| EXERCISE DETAILS |
Could you reproduce the open-access letter between "And to be part" and "Ashgate Publishing 2003.", inclusive, swapping "masterpiece" for "classic"?

| SUPPLIED TEXT |

Dear friends,
Researchers who give away their research findings
have the same right who don't give away, both
protected by copyright. Give away authors share
their research for the sake of promoting,
fostering and bettering with a positive impact
worldwide community of researchers and users
alike; publishers, instead, do it for the sake of
profits. Where should librarians stand? To be
part of the solution or the problem of giving
humankind's users --from the craddle to the
grave-- unhampered, irrestrictive rights and
empowerment for access, archiving, organization,
dissemination and use of information, knowledge
and chances are wisdom? They should be part of
the solution.
And to be part of the solutions, we should
research about it. By knowing more about this
phenomenon, the more we understand about it... so
leave you with this masterpiece on the subject:
Harnad, Stevan (2003). "Open Access to
Peer-Reviewed Research Through Author/Institution
Self-Archiving: Maximizing Research Impact by
Maximizing Online Access." In: Law, Derek &
Judith Andrews, Eds. Digital Libraries: Policy
Planning and Practice. Ashgate Publishing 2003.
http://www.ecs.soton.ac.uk/~harnad/Tp/resolution.htm
Abstract:
For Whom the Gate Tolls?
How and Why to Free the Refereed Research
Literature
Online Through Author/Institution Self-Archiving,
Now
Stevan Harnad
Intelligence/Agents/Multimedia Group
Department of Electronics and Computer Science
University of Southampton
Highfield, Southampton
SO17 1BJ UNITED KINGDOM
http://www.cogsci.soton.ac.uk/~harnad/
ABSTRACT: All refereed journals will soon be
available online; most of them already are. This
means that anyone will be able to access them
from any networked desk-top. The literature will
all be interconnected by citation, author, and
keyword/subject links, allowing for unheard-of
power and ease of access and navigability.
Successive drafts of pre-refereeing preprints
will be linked to the official refereed draft, as
well as to any subsequent corrections, revisions,
updates, comments, responses, and underlying
empirical databases, all enhancing the
self-correctiveness, interactivity and
productivity of scholarly and scientific research
and communication in remarkable new ways. New
scientometric indicators of digital impact are
also emerging (http://opcit.eprints.org) to chart
the online course of knowledge. But there is
still one last frontier to cross before science
reaches the optimal and the inevitable: Just as
there is no longer any need for research or
researchers to be constrained by the
access-blocking restrictions of paper
distribution, there is no longer any need to be
constrained by the impact-blocking financial
fire-walls of
Subscription/Site-License/Pay-Per-View (S/L/P)
tolls for this give-away literature. Its
author/researchers have always donated their
research reports for free (and its
referee/researchers have refereed for free), with
the sole goal of maximizing their impact on
subsequent research (by accessing the eyes and
minds of fellow-researchers, present and future)
and hence on society. Generic (OAi-compliant)

| INFORMATION SUPPLIED |

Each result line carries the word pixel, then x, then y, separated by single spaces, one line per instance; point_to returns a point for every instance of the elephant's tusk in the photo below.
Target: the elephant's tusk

| RESULT BELOW |
And to be part of the solutions, we should
research about it. By knowing more about this
phenomenon, the more we understand about it... so
leave you with this classic on the subject:
Harnad, Stevan (2003). "Open Access to
Peer-Reviewed Research Through Author/Institution
Self-Archiving: Maximizing Research Impact by
Maximizing Online Access." In: Law, Derek &
Judith Andrews, Eds. Digital Libraries: Policy
Planning and Practice. Ashgate Publishing 2003.